-- Opening Marker --
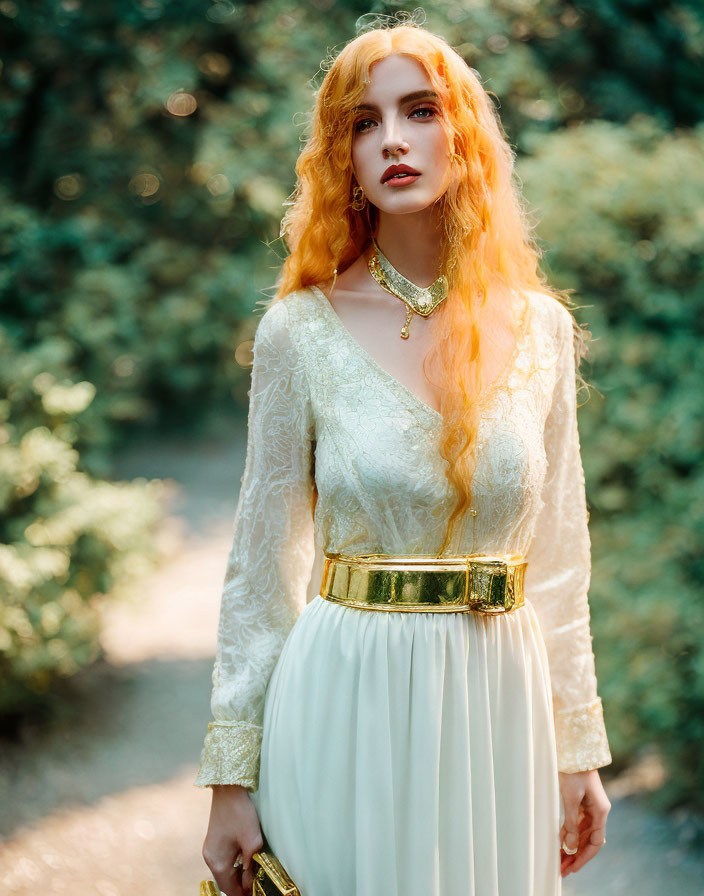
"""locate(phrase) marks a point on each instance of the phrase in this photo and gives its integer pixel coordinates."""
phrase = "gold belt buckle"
(480, 583)
(493, 585)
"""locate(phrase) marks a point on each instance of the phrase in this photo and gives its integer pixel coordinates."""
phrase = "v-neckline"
(372, 360)
(395, 381)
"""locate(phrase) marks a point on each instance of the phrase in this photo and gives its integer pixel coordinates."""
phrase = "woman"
(419, 752)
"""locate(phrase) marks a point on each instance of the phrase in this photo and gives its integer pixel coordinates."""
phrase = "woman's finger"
(569, 834)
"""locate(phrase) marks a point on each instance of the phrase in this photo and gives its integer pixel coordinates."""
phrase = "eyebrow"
(418, 95)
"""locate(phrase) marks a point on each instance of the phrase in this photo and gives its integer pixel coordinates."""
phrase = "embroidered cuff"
(230, 755)
(581, 738)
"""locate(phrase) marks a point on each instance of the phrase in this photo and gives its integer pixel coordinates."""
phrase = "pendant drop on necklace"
(418, 300)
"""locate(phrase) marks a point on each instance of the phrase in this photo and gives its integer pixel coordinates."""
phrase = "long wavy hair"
(488, 251)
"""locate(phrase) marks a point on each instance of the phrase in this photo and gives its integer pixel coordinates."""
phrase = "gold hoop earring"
(359, 200)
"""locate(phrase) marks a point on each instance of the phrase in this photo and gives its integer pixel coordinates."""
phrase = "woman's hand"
(233, 830)
(586, 808)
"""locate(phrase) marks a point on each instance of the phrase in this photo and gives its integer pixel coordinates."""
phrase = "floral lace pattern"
(324, 413)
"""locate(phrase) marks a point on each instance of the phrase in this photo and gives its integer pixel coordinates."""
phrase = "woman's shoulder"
(551, 317)
(280, 315)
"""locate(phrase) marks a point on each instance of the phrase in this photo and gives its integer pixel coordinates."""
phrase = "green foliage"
(633, 246)
(65, 538)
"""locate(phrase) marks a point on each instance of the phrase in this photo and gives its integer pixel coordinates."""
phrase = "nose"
(393, 141)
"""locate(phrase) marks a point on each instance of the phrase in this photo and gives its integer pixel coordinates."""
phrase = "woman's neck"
(412, 244)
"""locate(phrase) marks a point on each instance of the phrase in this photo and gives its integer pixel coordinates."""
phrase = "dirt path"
(104, 801)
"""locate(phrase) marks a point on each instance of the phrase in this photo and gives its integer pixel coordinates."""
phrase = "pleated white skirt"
(412, 754)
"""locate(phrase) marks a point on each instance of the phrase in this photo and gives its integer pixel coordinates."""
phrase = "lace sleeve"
(558, 576)
(272, 554)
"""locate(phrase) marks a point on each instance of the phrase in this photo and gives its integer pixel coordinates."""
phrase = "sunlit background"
(147, 150)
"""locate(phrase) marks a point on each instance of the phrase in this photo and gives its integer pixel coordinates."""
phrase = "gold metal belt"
(482, 583)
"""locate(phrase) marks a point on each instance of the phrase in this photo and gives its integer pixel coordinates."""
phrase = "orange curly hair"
(488, 251)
-- Closing Marker --
◆ INSTRUCTIONS TO FOLLOW
Your answer should be every entry repeated exactly, minus the pictures.

◆ EXERCISE ANSWER
"""locate(phrase) marks a point on each instance of the phrase in this photo and gives its integer pixel coordinates."""
phrase = "gold belt buckle"
(480, 583)
(493, 585)
"""locate(phrase) marks a point on each instance of the phrase in this photo and gives its integer pixel coordinates."""
phrase = "v-neckline"
(372, 360)
(395, 381)
"""locate(phrase) marks a point on each instance of the phrase in this photo and gives its integer pixel coordinates."""
phrase = "woman"
(419, 752)
"""locate(phrase) marks a point on each instance of the phrase in this photo and gives its integer pixel coordinates."""
phrase = "woman's finger"
(569, 834)
"""locate(phrase) marks a point on each instance of the phrase in this photo and gives its integer pixel coordinates."""
phrase = "eyebrow"
(418, 95)
"""locate(phrase) marks a point on each instance of the phrase in this photo and gives its integer pixel coordinates."""
phrase = "embroidered cuff"
(230, 755)
(581, 738)
"""locate(phrase) marks a point on each instance of the phrase in this photo and gives its integer pixel coordinates."""
phrase = "pendant drop on necklace"
(418, 300)
"""locate(phrase) marks a point on each instance of the phrase in this photo and gives its integer pixel coordinates."""
phrase = "long wavy hair"
(488, 251)
"""locate(phrase) marks a point on each instance of the phrase in this photo and gives its integer pixel coordinates."""
phrase = "gold hoop earring"
(359, 200)
"""locate(phrase) marks a point on each instance of the phrase in this photo and gives its integer pixel coordinates."""
phrase = "woman's hand"
(233, 830)
(586, 808)
"""locate(phrase) marks a point on each instance of the phrase in this photo and gives its integer pixel coordinates."""
phrase = "floral lace pattern"
(324, 413)
"""locate(phrase) marks a point on each instance of the phrase in this photo and gives its integer pixel coordinates."""
phrase = "woman's shoulder"
(551, 317)
(280, 315)
"""locate(phrase) marks a point on each instance of the phrase in this photo and gives its integer pixel coordinates."""
phrase = "green foliage"
(633, 246)
(65, 538)
"""locate(phrase) marks a point on each instance of the phrase in this photo and gives its integer pixel coordinates."""
phrase = "nose"
(393, 141)
"""locate(phrase) marks a point on each instance of the phrase in this photo and gives its integer pixel coordinates."""
phrase = "woman's neck"
(412, 244)
"""locate(phrase) marks a point on each instance of the phrase in this photo and gives its integer pixel coordinates."""
phrase = "dirt path"
(104, 801)
"""locate(phrase) marks a point on each instance of the phrase in this photo and gives its integer pixel coordinates."""
phrase = "pleated white skirt"
(412, 754)
"""locate(phrase) marks a point on each instance of the phrase in this photo and gives its integer pixel coordinates."""
phrase = "lace sleeve"
(558, 576)
(272, 554)
"""locate(phrase) marks a point on each instance of the phrase in this photo and gives its integer pixel coordinates."""
phrase = "sunlit background"
(147, 150)
"""locate(phrase) marks a point on each instance of the phrase in this photo and gives its integer pixel coordinates."""
phrase = "gold metal belt"
(482, 583)
"""locate(phrase) marks a point on each instance of the phrase in this photo and gives its integer pixel coordinates."""
phrase = "orange curly hair"
(488, 251)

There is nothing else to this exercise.